Görev A:
Roma yazısına göre şu üç ifadenin her biri için evet ya da hayır deyin ve kararı veren sözleri metinden aynen alıntılayın: (i) Apartmanın ilk örnekleri Ostia'da ortaya çıkmıştır. (ii) Orta Çağ İtalyası bugünkü Roma'da görülebilir. (iii) Hıristiyan katakombları gezilip görülmüştür.
Görev B:
Roma yazısına göre İtalyanlar bizim apartman dediğimize ne der?

Alıntı:
- - - - -

Roma Heykellerine Rağmen Güzeldi
İstanbul kocaman bir meyva bahçesi, bizim şehirlerimiz ise taş ocağına benziyor demiş bir zamanlar Mimar Le Courbusier, üstad şimdi ki Gökdelenler İstanbul’unu görse acaba ne derdi ? Roma merkez Le Courbusieri haklı çıkartacak görünümdedir, 16. Ve 17. Yüzyıllardan kalma palazzo’lar (İtalyan bizim apartman dediğimize palazzo der) Roma görünüşüne hakimdir. Bunların bir de iç avlusu vardır. Bugün bilinen bütün Avrupa şehirleri de bu Palazzo’ları örnek almıştır. Apartman bir eski Roma icadıdır, ilk örnekleri Roma‘nın plajı Ostia’da ortaya çıkmış, dar gelirli Roma vatandaşları için sosyal mesken, altı da bar imiş. Şimdiki Roma’da Orta Çağ İtalyası görünmüyor, onları görebilmek için Perugia ve Siena gibi dağ şehir ve kasabalarına gitmek gerek. Ama İlk Çağ Roma’sının bazı kalıntıları var, Termini tiren İstasyonunun çok yakınlarında ki devasa Karakalla (İmparator) hamamları gibi. Kolesseum zaten biliniyor, turistlerin ilk götürüldüğü yerlerden, bir de Hıristiyan katakombları varmış ki onları göremedik.

- - - - -

Kayıt dökümü:
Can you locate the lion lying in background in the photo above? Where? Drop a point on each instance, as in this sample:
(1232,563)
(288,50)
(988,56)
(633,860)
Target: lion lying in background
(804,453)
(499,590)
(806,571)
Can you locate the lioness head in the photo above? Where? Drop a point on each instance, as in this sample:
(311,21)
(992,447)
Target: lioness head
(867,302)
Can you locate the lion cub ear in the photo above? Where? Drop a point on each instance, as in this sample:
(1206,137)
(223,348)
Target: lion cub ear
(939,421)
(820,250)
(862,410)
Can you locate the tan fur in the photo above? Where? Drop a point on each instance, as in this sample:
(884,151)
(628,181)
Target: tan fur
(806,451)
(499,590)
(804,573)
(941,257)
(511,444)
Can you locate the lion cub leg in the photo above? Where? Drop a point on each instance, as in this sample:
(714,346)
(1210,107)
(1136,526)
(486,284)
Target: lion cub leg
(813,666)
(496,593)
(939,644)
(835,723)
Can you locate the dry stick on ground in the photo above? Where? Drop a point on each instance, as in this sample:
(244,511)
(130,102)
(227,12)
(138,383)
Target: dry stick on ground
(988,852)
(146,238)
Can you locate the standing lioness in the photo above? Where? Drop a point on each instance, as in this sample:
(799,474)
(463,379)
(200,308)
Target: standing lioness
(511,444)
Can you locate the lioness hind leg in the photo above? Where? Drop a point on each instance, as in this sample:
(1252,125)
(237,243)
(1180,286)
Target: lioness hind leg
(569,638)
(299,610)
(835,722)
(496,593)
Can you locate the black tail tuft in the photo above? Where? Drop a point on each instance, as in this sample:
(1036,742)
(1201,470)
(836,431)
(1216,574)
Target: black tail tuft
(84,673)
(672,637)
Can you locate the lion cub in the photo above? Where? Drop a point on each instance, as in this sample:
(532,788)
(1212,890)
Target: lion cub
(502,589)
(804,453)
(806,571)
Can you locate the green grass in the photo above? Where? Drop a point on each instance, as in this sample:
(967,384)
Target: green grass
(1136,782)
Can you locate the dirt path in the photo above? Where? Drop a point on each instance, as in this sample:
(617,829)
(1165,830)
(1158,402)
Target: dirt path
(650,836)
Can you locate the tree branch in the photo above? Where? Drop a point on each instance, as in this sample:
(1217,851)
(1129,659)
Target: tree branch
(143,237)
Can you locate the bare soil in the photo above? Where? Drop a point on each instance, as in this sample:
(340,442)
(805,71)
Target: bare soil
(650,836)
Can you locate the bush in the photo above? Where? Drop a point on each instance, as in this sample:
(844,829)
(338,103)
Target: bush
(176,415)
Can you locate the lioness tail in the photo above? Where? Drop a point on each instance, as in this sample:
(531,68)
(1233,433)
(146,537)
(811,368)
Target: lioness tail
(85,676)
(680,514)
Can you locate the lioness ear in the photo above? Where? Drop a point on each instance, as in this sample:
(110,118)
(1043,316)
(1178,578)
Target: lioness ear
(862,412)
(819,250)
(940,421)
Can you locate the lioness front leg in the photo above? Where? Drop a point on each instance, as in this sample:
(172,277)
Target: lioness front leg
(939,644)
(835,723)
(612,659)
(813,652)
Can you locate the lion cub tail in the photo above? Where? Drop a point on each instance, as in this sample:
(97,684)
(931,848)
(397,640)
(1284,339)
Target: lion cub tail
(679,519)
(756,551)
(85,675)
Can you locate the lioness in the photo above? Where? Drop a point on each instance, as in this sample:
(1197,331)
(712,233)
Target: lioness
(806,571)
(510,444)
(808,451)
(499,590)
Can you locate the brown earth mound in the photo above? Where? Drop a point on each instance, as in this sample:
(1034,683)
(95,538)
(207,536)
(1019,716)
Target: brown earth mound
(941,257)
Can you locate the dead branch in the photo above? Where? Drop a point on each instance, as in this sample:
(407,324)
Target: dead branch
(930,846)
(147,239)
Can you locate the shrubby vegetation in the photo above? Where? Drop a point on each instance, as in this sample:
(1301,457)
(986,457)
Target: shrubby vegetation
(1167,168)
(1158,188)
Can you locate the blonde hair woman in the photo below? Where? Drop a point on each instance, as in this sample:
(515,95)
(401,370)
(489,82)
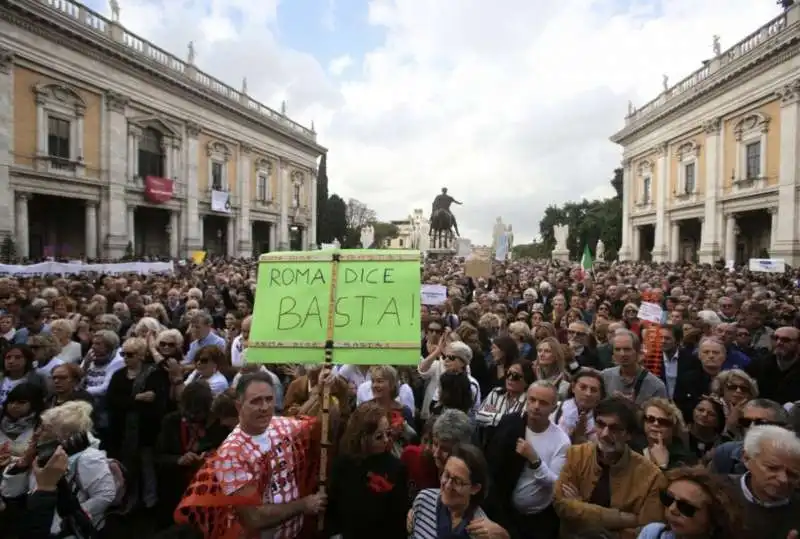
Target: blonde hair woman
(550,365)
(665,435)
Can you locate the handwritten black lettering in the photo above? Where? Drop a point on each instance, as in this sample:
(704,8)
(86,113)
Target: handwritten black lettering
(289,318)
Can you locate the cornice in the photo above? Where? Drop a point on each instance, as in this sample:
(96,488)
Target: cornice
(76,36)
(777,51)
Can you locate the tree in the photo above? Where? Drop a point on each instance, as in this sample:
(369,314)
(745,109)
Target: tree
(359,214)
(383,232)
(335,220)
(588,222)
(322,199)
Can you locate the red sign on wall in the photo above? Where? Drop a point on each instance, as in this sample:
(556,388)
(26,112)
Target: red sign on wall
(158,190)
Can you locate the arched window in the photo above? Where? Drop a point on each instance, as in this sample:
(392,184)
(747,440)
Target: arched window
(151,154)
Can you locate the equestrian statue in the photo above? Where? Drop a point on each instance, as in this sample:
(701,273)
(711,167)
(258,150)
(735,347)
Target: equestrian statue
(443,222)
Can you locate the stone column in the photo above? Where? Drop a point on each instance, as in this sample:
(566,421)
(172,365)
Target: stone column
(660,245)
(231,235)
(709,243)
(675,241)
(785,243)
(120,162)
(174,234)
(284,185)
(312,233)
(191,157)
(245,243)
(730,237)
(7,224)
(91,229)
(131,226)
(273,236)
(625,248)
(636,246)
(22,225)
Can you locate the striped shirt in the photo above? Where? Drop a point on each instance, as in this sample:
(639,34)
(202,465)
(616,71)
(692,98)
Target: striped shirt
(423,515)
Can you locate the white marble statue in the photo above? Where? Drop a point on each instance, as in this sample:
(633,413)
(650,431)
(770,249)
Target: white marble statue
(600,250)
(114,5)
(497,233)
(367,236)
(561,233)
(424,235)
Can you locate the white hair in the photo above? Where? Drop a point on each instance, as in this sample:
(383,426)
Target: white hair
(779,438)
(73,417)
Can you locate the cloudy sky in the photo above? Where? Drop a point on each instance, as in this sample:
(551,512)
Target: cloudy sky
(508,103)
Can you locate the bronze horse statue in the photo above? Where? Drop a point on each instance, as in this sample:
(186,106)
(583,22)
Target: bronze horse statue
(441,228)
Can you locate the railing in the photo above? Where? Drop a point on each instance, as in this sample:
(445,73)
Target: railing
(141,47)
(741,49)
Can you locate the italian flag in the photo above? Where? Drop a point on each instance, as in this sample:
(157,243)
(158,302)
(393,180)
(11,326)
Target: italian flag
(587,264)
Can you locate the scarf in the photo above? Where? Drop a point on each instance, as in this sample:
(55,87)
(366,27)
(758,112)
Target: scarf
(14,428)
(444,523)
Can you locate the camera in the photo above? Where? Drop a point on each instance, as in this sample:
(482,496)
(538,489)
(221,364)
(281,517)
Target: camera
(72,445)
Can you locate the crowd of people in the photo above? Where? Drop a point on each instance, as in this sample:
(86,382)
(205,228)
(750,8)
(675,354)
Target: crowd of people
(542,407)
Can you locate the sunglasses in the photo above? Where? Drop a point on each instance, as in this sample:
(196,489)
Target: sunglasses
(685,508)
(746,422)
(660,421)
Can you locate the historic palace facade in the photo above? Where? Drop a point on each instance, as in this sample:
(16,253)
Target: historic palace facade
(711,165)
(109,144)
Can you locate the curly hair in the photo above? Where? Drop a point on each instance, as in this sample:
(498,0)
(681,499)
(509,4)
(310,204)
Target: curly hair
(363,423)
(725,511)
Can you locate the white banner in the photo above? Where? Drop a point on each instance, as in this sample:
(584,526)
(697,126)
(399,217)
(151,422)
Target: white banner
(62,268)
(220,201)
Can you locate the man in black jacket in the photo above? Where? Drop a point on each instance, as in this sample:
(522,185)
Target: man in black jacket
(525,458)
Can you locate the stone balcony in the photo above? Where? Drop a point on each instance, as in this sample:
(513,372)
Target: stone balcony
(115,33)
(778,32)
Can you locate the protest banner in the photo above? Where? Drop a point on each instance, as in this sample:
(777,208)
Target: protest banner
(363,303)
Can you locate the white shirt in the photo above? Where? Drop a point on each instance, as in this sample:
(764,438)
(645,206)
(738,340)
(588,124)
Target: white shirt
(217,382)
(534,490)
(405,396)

- - - - -

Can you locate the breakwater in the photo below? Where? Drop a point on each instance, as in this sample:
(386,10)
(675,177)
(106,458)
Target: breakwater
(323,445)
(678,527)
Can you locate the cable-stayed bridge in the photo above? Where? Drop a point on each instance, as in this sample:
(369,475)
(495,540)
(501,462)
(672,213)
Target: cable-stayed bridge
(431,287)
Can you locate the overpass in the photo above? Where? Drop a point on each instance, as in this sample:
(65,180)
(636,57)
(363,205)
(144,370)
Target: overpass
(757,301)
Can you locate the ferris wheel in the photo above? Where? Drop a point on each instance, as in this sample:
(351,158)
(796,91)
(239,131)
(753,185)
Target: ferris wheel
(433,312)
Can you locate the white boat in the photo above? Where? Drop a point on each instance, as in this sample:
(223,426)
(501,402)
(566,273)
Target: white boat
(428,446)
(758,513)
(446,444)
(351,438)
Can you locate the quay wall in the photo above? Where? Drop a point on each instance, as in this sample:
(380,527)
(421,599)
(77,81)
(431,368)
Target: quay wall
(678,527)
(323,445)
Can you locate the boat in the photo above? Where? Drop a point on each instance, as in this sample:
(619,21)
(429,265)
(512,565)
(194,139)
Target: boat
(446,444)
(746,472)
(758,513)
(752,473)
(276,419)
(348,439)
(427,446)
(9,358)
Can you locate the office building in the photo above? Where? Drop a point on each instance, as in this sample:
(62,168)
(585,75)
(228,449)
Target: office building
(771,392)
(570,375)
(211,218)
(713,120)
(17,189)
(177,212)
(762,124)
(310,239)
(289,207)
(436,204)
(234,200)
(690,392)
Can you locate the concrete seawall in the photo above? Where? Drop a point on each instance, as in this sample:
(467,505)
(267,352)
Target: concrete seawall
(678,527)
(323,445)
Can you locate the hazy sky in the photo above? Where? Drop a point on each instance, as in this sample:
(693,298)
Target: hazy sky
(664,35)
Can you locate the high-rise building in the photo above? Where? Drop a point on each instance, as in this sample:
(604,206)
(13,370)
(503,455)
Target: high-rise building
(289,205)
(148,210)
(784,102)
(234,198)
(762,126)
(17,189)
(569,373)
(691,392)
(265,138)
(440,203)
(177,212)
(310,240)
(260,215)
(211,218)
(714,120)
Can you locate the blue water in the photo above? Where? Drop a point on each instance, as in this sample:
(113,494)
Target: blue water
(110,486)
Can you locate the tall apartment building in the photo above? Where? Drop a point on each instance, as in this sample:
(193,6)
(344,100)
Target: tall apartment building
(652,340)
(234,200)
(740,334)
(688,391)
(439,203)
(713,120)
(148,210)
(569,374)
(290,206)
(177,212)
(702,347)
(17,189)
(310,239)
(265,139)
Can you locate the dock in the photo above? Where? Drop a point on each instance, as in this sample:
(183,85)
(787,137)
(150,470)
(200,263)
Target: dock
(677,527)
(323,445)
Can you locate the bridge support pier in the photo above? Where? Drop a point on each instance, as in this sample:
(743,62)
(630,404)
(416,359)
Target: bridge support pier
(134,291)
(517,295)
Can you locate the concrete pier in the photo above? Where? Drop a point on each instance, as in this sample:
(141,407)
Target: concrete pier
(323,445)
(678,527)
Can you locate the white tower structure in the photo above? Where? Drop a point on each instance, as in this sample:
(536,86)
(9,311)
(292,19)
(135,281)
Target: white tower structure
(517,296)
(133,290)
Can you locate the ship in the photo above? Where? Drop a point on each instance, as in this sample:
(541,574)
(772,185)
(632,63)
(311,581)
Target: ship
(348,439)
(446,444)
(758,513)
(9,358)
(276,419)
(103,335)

- - - - -

Yanıt A:
(i) Evet: "ilk örnekleri Roma‘nın plajı Ostia’da ortaya çıkmış"
(ii) Hayır: "Şimdiki Roma’da Orta Çağ İtalyası görünmüyor"
(iii) Hayır: "bir de Hıristiyan katakombları varmış ki onları göremedik"

Yanıt B:
Palazzo der.